• TEXT EXCERPT:
All Shook Up said...

Usually, there's nothing funnier than other people's misfortunes, but shit, that 60,000 words thing is too grim for humour. That would really make me think the gods were a sick bunch.

Lola said...

The blog world seems a pretty crap place at the moment. Yours is not the only blog to be steeped in misery - I've been reading about terrible family problems, a miscarriage, one blogger retiring hurt, mental illness, pets dying... and so it goes on.

The bigger picture is not much better - financial meltdown, individual cruelty, war in so many places. If we look too hard, it seems that there is nothing left to be glad about.

And yet, all this will pass, for good or ill. We will all move on, from this misfortune to other circumstances, which may be better, and, sadly, they may be worse. But they will definitely be different.

I look outside: the sky is blue, the grass smells of fresh rain, and there are tulips. Tomorrow the grey clouds will be back, but I will still be looking for tiny fragments of goodness in my surroundings. I will think of you, and hope that you can find a few minutes free of sadness tomorrow, and then a few minutes more the next day.

One day you will find that nothing terrible has happened for 24 hours. Obviously I expect it will get better than that, but perhaps that is enough to hope for.

• PROBLEMS TO SOLVE:
(a) Answer these questions about the blog comments:
(i) What number does All Shook Up mention in connection with "words"?
(ii) What three things does Lola notice when she looks outside?
(iii) For how many hours does Lola say one day nothing terrible will have happened?
(b) Extend the blog comments with new writing that picks up after their final sentence.
The entries come from a different source than the blog comments.

• DATASET ENTRIES:
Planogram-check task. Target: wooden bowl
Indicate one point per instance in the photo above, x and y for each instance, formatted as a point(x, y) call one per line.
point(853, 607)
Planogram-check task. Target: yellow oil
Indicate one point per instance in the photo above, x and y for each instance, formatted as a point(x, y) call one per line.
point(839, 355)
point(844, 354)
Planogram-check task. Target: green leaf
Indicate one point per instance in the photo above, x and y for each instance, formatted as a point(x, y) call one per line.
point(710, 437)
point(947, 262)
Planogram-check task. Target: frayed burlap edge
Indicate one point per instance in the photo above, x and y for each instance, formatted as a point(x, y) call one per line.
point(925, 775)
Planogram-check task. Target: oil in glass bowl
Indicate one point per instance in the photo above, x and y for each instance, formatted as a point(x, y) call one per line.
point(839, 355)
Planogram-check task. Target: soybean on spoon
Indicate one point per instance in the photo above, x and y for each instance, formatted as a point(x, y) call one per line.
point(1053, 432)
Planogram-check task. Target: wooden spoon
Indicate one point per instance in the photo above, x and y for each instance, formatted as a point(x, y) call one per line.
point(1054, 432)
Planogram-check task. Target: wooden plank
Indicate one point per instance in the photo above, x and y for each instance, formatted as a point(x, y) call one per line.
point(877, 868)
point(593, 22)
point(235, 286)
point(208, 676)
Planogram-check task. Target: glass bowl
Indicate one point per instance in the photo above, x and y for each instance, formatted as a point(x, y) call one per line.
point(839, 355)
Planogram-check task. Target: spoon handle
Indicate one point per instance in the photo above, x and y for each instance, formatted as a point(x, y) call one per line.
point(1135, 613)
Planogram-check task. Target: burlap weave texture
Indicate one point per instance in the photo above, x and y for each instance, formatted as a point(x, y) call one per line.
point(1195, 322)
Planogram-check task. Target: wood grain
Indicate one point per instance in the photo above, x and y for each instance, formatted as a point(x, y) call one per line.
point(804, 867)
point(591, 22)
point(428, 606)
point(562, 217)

• YOUR RESPONSES:
(a)
(i) 60,000
(ii) The sky is blue, the grass smells of fresh rain, and there are tulips.
(iii) 24 hours

(b)
Anonymous said...

well, at least "0 comments" have become people's voices. it's a good sign :)

Anonymous said...

This blog sounds better but you still need a change of perspective. Your sister being in the hospital isn't a bad thing that happened to you, it's a bad thing that happened to her. Sure you feel bad for her but there's no reason to feel bad for yourself about it. You truly have had a bad run lately but really, I would trade tripping over a mime anyday for the medically related things I have to deal with on a daily basis, and will for the rest of my life until one of them eventually kills me. I have dabbled in writing and I know it's impossible to recreate a piece the way it was or to make up for the time lost so I sympathise with losing your manuscript, I really do, but among other things I lost an eye. There's definitely no recreating that. I say these things not to belittle your problems but to illustrate that life sucks for all of us in one way or another, we all have our burdens to bear and it just makes it worse to feel sorry for ourselves. There is no reason for it so quit trying to find one. Good things and bad things just happen to us and around us, it's just human nature to focus on the bad things so it seems there's more of them. Instead of dwelling on all the bad crap that has happened lately try to focus on what good has also happened. You have a lovely wife, devoted fans, good friends, your health aside from the flu, what else? It may be an old cliche but it's true - count your blessings.

Ok, the psychology student in me is appeased :)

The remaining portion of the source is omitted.